═══ Entries shown

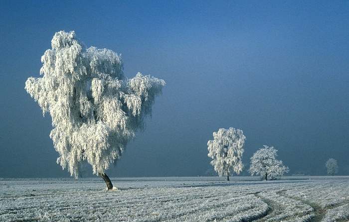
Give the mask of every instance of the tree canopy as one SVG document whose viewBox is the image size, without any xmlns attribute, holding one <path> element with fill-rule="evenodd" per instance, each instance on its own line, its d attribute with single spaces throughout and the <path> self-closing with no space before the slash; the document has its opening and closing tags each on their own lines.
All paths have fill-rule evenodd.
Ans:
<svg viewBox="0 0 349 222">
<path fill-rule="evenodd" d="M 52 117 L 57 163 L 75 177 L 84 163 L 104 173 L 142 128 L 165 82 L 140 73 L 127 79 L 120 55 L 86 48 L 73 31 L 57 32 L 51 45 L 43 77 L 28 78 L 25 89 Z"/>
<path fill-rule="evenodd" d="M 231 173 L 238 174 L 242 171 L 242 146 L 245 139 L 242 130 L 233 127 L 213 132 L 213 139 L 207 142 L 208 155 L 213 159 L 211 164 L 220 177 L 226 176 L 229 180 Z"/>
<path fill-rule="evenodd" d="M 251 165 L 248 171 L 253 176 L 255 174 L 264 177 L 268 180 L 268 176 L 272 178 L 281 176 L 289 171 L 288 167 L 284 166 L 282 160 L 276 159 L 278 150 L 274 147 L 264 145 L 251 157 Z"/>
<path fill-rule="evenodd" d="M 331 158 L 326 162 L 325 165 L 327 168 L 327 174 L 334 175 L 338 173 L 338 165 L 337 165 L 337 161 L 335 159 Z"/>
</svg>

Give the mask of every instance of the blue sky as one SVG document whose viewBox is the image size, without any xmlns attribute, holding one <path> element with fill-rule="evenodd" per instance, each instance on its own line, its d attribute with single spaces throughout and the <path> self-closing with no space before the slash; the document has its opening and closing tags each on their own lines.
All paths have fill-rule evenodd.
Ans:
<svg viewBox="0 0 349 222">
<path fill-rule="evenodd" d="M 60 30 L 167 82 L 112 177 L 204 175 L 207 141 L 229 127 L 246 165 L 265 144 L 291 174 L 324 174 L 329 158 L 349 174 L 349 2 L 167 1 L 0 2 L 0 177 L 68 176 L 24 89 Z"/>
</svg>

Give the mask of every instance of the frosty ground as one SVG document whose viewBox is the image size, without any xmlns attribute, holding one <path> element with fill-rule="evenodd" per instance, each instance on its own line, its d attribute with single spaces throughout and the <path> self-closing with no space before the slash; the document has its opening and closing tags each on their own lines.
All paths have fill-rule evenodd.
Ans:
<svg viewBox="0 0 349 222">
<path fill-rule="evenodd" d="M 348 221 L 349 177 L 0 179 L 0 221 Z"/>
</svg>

══════

Scale the listing, starting at the line containing "Give the mask of every instance of the blue" and ending at the end of the listing. Reproduce every line, requests included, with each number in the answers (viewBox dimensions and path coordinates) multiplied by 2.35 and rounded to a whole number, halves rounding up.

Give the mask of every instance of the blue sky as one SVG document whose viewBox is the image size, without any xmlns attribute, holding one <path> element with fill-rule="evenodd" per instance, each instance on its own line, its d attribute with single spaces throughout and the <path> self-closing with no space before the slash; the document has its opening and closing tags each on their own lines.
All paths have fill-rule evenodd.
Ans:
<svg viewBox="0 0 820 522">
<path fill-rule="evenodd" d="M 141 71 L 392 193 L 263 416 L 479 411 L 486 331 L 538 298 L 578 388 L 623 338 L 684 409 L 761 409 L 773 371 L 820 409 L 820 5 L 392 2 L 0 5 L 0 416 L 160 414 L 56 209 Z"/>
</svg>

Give the mask of every instance of the frosty ground as one SVG document whose viewBox is the image size, without any xmlns attribute, holding one <path> element with fill-rule="evenodd" per instance, each instance on its own line, its d attribute with single spaces throughout and the <path> self-closing with no space before the slash; the document has its opening and closing tags each on their own lines.
All paths have fill-rule evenodd.
Ans:
<svg viewBox="0 0 820 522">
<path fill-rule="evenodd" d="M 818 519 L 820 416 L 0 421 L 0 519 Z"/>
</svg>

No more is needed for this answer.